**Task instructions**
Reproduce verbatim the passage of the mailing-list message below that begins with the words containing "On Monday 16" and ends with "avoids this issue.".

[Begin Reading text]

Hi John,

On Monday 16 Jan 2017 12:14:48 John Stultz wrote:
> On Mon, Jan 16, 2017 at 8:03 AM, Laurent Pinchart wrote:
> > On Tuesday 03 Jan 2017 11:41:42 John Stultz wrote:
> >> I've found that by just turning the chip on and off via the
> >> POWER_DOWN register, I end up getting i2c_transfer errors
> >> on HiKey.
> >> 
> >> Investigating further, it seems some of the register state
> >> in the regmap cache is somehow getting lost. Using the logic
> >> in __adv7511_power_on/off() which syncs and dirtys the cache
> >> avoids this issue.
> >> 
> >> Thus this patch changes the EDID probing logic so that we
> >> re-use the __adv7511_power_on/off() calls.
> > 
> > regcache_sync() is quite costly as it will write a bunch of registers.
> > Wouldn't it be more efficient to only write the registers that are needed
> > for EDID access ?
> 
> So yes, you've mentioned this concern before, and I did spend some
> time to narrow which lost-register state (0x43
>  - ADV7511_REG_EDID_I2C_ADDR) was causing the trouble with i2c
> trasnfer errors I was seeing:
>   https://lkml.org/lkml/2016/11/22/677
> 
> However, I didn't get much feedback on that, and it seems (to me at
> least) concerning that we are losing the underlying state of a
> register in the cache, so just syncing that one register back to the
> hardware might solve the issue I was seeing, but I worry what other
> registers might also be out of sync.
>
> The comment above the regmap_sync in adv7511_power_on after all states:
>    "Most of the registers are reset during power down or when HPD is low."

You're right that most registers will be out of sync.

[End Reading text]
[Begin Dataset content]

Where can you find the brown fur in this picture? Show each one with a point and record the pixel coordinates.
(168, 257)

[End Dataset content]

**Answer below**
On Monday 16 Jan 2017 12:14:48 John Stultz wrote:
> On Mon, Jan 16, 2017 at 8:03 AM, Laurent Pinchart wrote:
> > On Tuesday 03 Jan 2017 11:41:42 John Stultz wrote:
> >> I've found that by just turning the chip on and off via the
> >> POWER_DOWN register, I end up getting i2c_transfer errors
> >> on HiKey.
> >> 
> >> Investigating further, it seems some of the register state
> >> in the regmap cache is somehow getting lost. Using the logic
> >> in __adv7511_power_on/off() which syncs and dirtys the cache
> >> avoids this issue.